_Stated task_
Print out every record exactly as it appears.

— START Exercise inputs —

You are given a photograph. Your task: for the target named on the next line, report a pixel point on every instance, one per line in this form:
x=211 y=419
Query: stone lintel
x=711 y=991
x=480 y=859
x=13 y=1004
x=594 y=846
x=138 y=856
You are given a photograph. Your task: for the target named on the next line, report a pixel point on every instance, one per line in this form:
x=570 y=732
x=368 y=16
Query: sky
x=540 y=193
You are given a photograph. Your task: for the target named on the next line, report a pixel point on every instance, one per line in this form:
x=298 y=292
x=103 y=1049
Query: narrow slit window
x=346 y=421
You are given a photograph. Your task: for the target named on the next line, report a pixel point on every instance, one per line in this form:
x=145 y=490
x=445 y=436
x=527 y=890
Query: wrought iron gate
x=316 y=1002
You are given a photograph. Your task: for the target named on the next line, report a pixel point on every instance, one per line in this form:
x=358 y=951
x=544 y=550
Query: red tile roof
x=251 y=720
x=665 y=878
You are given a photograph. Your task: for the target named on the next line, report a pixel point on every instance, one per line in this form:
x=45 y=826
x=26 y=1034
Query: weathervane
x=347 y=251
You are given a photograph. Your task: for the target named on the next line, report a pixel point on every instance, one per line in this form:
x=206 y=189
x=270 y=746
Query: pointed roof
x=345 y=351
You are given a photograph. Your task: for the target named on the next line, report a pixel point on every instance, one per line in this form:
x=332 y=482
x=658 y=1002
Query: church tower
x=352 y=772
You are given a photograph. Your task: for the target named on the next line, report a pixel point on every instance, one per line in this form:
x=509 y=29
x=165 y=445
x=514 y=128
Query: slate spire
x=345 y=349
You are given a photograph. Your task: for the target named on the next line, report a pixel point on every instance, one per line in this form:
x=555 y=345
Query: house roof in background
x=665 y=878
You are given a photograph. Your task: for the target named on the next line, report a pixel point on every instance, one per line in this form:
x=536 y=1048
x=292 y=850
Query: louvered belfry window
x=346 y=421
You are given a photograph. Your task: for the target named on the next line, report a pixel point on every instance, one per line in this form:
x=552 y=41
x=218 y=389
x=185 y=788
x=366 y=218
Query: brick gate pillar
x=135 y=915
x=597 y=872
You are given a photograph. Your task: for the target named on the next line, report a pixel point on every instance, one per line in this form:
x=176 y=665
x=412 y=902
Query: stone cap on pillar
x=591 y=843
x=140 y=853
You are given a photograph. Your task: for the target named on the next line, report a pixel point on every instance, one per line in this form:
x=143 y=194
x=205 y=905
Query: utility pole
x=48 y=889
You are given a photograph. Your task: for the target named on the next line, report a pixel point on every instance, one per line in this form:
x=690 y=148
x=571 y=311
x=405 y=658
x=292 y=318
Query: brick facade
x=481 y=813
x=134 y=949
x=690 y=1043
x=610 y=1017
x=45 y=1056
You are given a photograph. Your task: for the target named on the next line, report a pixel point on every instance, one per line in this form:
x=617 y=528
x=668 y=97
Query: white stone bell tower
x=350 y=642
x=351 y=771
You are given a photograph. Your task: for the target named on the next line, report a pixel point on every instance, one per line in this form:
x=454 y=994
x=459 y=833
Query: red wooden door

— END Exercise inputs —

_Answer to this problem_
You are given a photograph. Your task: for the target named on the next line, report a pixel point on every instance, one per line in this form:
x=211 y=419
Query: stone lintel
x=711 y=991
x=480 y=859
x=13 y=1004
x=594 y=846
x=138 y=856
You are given a photograph. Your task: for the target named on the next line, report a pixel point on every instance, one per line in this form:
x=570 y=732
x=368 y=16
Query: sky
x=540 y=193
You are given a photograph. Your task: for the target named on the next line, report a pixel point on every instance, one per line in this form:
x=298 y=292
x=103 y=1049
Query: narrow slit window
x=346 y=421
You are given a photograph. Your task: for the target named on the next line, report a pixel point on every instance, one per line in this form:
x=145 y=490
x=445 y=436
x=527 y=890
Query: wrought iron gate
x=316 y=1002
You are given a photograph. Your task: for the target named on the next line, report a pixel point on every instance, one per line in this form:
x=358 y=951
x=544 y=550
Query: red tile roof
x=251 y=720
x=665 y=878
You are given a photograph. Your task: for the target named on the next line, report a pixel point on every instance, one per line in this form:
x=45 y=826
x=26 y=1034
Query: weathervane
x=347 y=251
You are given a photograph. Your task: for the target named on the next line, report a pixel point on every instance, one per line in this form:
x=206 y=189
x=270 y=746
Query: pointed roof
x=345 y=351
You are given a photograph. Your task: for the target named on the next line, report a pixel point on every instance, one per line in this form:
x=332 y=482
x=658 y=1002
Query: church tower
x=352 y=772
You are given a photograph. Your task: for the target named on the next line, report a pixel point on every instance, one per line in this form:
x=509 y=29
x=165 y=445
x=514 y=128
Query: slate spire
x=345 y=349
You are given a photograph. Your task: for the target named on the next line, report a pixel point on every instance, one per line in this form:
x=555 y=345
Query: house roof in background
x=665 y=878
You are given a photograph. Your task: for the target named on the next line, report a pixel point on every instance, one per line in this form:
x=536 y=1048
x=292 y=850
Query: louvered belfry window
x=346 y=421
You are given a photograph. Your task: for the target named on the next line, report a pixel point on every instance, one per line in this form:
x=552 y=41
x=218 y=389
x=185 y=788
x=366 y=218
Query: brick gate pillar
x=135 y=915
x=597 y=872
You are given a photograph. Your task: for the target named on the next line, report a pixel point on every instance, one per line in this form:
x=176 y=665
x=412 y=902
Query: stone cap on pillar
x=591 y=843
x=140 y=853
You are given a photograph. Your task: for the target named on the next line, report a pixel point on every instance, one per line in this form:
x=143 y=194
x=205 y=905
Query: utility pole
x=48 y=889
You are given a photograph. Your task: for the target named on the next line, report a pixel point on every instance, one per line in this form:
x=690 y=148
x=571 y=311
x=405 y=658
x=292 y=318
Query: brick facade
x=481 y=813
x=134 y=949
x=690 y=1043
x=610 y=1017
x=45 y=1056
You are given a photograph. Your task: for the target named on the next line, report a pixel point on every instance, one per line in this form:
x=617 y=528
x=668 y=97
Query: white stone bell tower
x=350 y=642
x=351 y=771
You are given a photograph. Your task: for the target named on the next line, report a pixel point on every instance, one per line in this form:
x=454 y=994
x=459 y=833
Query: red wooden door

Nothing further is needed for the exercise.